Text section:
Geologists from the Philippine Institute of Volcanology and Seismology (Phivolcs) found “ground zero” or the fault that triggered the devastating magnitude 7.2 earthquake.

The discovery on Monday confirmed the existence of a previously unknown fault in western Bohol.

The Oct. 15 earthquake claimed around 200 lives and caused major infrastructure damage, including Spanish-era churches in Bohol and Cebu.

Immediately after the earthquake, Phivolcs said the tremor was caused by the movement of the East Bohol Fault.

The epicenter, first reported as Carmen town, was later adjusted to the general area between Sagbayan and Catigbian towns in north central Bohol based on the distribution of aftershocks.

Geologists found a 5-kilometer surface rupture that extended from barangay Anonang in Inabanga town to barangay New Anonang in Buenavista town.

“That fault motion caused the earthquake,” Renato Solidum, director of Phivolcs told ABS-CBN News Channel’s Talkback yesterday morning.

Challenge 1: Retype everything in the Bohol earthquake text from "Geologists found a" down to "Talkback yesterday morning.".
Challenge 2: Rewrite all the rows below with "detection model" changed to "localization model" and nothing else altered, and omit the pictures from your version.

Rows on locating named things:
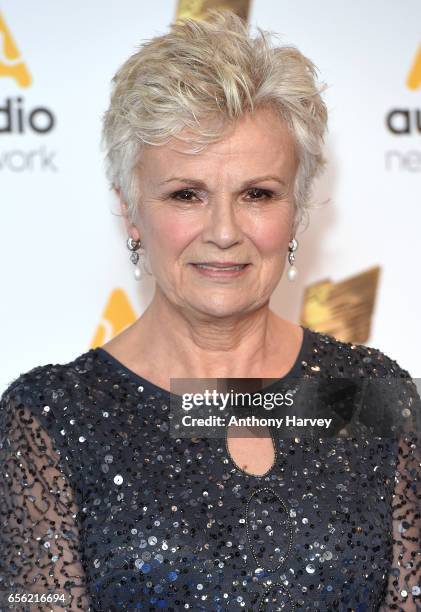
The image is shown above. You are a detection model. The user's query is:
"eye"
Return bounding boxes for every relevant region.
[244,187,273,200]
[170,189,198,202]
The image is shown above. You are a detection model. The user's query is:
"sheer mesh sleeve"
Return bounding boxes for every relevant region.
[379,371,421,612]
[0,394,91,612]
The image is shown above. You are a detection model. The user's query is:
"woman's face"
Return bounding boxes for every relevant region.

Solution 1:
Geologists found a 5-kilometer surface rupture that extended from barangay Anonang in Inabanga town to barangay New Anonang in Buenavista town.

“That fault motion caused the earthquake,” Renato Solidum, director of Phivolcs told ABS-CBN News Channel’s Talkback yesterday morning.

Solution 2:
The image is shown above. You are a localization model. The user's query is:
"eye"
Return bounding boxes for every relevant region.
[244,187,273,200]
[170,189,198,202]
The image is shown above. You are a localization model. The user's query is:
"sheer mesh sleeve"
Return bounding boxes for every relevant region.
[379,371,421,612]
[0,394,91,612]
The image is shown above. You are a localization model. The user's query is:
"woman's face"
Return bounding boxes for every relevant region.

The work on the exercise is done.